__Task__: According to the passage below on Tibetan alliance rituals, how often did the Tsenpo hold a large-scale alliance meeting with his ministers?

In Tibetan history, as a prevailing custom, dogs were slaughtered in order to form an alliance or to worship divinities. During the period when the Bon religion prevailed, whenever an alliance ceremony or worship took place, a big group of animals were killed, including dogs-recognized as the most precious animal. According to records, "Tsenpo (the highest leader of Tubo) always conducted a small alliance meeting with his ministers once a year and a large scale meeting every three years. During this meeting a large number of animals, such as sheep and dogs, were slaughtered by cutting off their feet first and then killing them. The whole activity was conducted by male witches in order to inform all divinities in the Heaven, the Earth, the mountains, and the universe: 'If we cheat each other through conspiracy against each other, your Excellency will surely know it well and we permit you to punish us, just like these slaughtered sheep and dogs."  When the three-year alliance meeting took place, Tibetans convened at the altar by night. A number of dogs, horses, yaks, and donkeys were sacrificed. The invocation would be something like: 'You should work together with me in order to safeguard my homeland. All divinities in Heaven and Earth witness our common will. On breaking your word, you will be torn asunder, just like these animals'"(cited from Old History of the Tang-Tubo Biography).

(Stored entries)

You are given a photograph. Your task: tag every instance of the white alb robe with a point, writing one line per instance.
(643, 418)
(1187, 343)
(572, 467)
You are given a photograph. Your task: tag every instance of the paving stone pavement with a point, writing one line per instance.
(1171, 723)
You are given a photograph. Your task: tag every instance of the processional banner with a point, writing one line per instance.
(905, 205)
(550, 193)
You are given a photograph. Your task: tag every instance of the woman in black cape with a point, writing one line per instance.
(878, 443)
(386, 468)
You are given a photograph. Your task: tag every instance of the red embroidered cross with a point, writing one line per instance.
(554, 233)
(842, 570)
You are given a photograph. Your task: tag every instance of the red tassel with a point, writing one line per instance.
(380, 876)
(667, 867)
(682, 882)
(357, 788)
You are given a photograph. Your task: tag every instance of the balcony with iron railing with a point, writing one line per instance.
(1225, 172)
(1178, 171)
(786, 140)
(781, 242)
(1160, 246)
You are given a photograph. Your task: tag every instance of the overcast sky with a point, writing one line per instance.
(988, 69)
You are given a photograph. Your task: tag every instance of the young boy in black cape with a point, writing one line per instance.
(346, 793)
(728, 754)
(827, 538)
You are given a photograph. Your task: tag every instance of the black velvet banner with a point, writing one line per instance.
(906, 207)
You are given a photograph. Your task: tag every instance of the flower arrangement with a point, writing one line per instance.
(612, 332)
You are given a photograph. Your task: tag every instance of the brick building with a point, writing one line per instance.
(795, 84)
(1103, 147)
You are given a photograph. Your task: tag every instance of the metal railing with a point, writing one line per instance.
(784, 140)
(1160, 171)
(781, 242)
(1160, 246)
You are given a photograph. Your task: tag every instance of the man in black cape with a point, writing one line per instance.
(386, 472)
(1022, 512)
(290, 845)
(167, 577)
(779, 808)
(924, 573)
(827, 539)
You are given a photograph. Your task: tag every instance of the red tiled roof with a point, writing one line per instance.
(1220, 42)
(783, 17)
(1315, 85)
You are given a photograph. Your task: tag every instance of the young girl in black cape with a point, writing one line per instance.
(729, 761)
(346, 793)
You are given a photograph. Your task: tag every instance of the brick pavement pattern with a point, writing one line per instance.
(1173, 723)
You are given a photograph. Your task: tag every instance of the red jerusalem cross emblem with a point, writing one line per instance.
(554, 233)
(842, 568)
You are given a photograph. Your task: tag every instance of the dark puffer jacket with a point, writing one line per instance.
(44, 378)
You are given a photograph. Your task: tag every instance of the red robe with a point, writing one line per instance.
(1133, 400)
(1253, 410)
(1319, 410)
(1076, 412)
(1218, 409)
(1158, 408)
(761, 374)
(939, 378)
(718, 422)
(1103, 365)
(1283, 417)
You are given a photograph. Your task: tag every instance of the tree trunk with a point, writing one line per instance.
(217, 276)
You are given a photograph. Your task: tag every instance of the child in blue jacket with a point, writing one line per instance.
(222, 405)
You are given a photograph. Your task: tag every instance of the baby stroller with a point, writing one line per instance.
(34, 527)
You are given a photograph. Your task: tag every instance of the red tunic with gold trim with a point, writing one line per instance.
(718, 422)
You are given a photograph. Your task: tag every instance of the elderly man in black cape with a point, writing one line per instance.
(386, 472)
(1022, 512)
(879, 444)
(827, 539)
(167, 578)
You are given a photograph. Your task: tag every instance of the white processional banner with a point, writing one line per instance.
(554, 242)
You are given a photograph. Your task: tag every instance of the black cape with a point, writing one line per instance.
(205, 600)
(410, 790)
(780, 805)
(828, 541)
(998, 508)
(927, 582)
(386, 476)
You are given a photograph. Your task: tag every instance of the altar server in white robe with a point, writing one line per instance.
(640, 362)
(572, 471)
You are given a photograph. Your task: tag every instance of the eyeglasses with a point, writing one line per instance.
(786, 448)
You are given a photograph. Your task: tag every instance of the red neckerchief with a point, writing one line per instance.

__Solution for this task__: Every three years.